Stored items from a collection:
>> Start

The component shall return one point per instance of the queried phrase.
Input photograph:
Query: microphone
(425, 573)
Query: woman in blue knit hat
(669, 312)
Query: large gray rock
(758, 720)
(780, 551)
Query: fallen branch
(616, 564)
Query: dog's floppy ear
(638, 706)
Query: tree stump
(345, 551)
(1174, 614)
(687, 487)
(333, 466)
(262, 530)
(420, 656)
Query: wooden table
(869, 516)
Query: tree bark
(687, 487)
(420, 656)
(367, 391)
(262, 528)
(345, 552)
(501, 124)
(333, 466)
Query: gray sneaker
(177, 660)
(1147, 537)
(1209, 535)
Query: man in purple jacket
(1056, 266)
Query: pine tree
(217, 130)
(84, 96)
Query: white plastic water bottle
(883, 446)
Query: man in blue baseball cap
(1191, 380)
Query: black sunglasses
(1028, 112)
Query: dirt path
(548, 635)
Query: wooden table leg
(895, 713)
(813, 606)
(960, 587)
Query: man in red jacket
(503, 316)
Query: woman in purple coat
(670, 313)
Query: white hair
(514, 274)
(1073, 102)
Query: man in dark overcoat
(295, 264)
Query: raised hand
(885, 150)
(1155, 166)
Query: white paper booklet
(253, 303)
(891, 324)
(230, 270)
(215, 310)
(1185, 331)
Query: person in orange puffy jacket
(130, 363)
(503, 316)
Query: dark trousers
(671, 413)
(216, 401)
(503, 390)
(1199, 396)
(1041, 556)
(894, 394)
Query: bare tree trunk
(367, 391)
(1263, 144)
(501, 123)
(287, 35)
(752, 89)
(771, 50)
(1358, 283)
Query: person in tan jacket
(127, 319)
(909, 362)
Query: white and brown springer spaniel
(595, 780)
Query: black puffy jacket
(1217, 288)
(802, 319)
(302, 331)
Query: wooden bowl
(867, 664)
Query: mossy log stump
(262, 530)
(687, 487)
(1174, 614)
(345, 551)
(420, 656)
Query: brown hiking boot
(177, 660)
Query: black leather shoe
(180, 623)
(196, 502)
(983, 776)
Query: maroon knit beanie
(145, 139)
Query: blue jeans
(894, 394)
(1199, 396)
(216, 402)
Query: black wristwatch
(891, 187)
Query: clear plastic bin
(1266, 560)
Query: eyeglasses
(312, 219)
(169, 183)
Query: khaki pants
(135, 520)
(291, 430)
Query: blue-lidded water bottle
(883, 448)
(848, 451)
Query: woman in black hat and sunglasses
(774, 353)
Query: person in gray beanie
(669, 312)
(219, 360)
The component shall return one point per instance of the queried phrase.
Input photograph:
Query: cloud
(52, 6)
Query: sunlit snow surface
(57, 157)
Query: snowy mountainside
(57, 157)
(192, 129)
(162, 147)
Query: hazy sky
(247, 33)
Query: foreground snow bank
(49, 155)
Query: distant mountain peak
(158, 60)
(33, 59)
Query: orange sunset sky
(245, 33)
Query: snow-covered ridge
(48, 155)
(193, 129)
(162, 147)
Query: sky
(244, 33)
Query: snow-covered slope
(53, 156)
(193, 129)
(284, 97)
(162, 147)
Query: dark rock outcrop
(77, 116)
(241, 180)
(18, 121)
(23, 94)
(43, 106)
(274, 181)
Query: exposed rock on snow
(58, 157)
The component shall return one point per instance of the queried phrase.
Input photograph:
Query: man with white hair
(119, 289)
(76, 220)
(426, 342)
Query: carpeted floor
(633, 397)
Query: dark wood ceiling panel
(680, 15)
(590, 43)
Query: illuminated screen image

>> End

_Task directions_.
Repeat exactly the lines from the line containing "Query: sunlit snow surface" through the last line of the records above, including both, and nothing else.

_Finished exercise_.
Query: sunlit snow surface
(57, 157)
Query: snowy mountainside
(57, 157)
(192, 129)
(162, 147)
Query: hazy sky
(247, 33)
Query: foreground snow bank
(49, 155)
Query: distant mountain peak
(158, 60)
(33, 59)
Query: orange sunset sky
(245, 33)
Query: snow-covered ridge
(48, 155)
(193, 129)
(162, 147)
Query: sky
(244, 33)
Query: snow-covered slope
(53, 156)
(193, 129)
(284, 97)
(162, 147)
Query: dark rock outcrop
(77, 116)
(241, 180)
(18, 121)
(23, 94)
(43, 106)
(274, 181)
Query: exposed rock on snow
(58, 157)
The component shall return one point per instance of the queried phrase.
Input photograph:
Query: man with white hair
(119, 289)
(76, 220)
(426, 342)
Query: carpeted floor
(633, 397)
Query: dark wood ceiling panel
(680, 15)
(590, 43)
Query: illuminated screen image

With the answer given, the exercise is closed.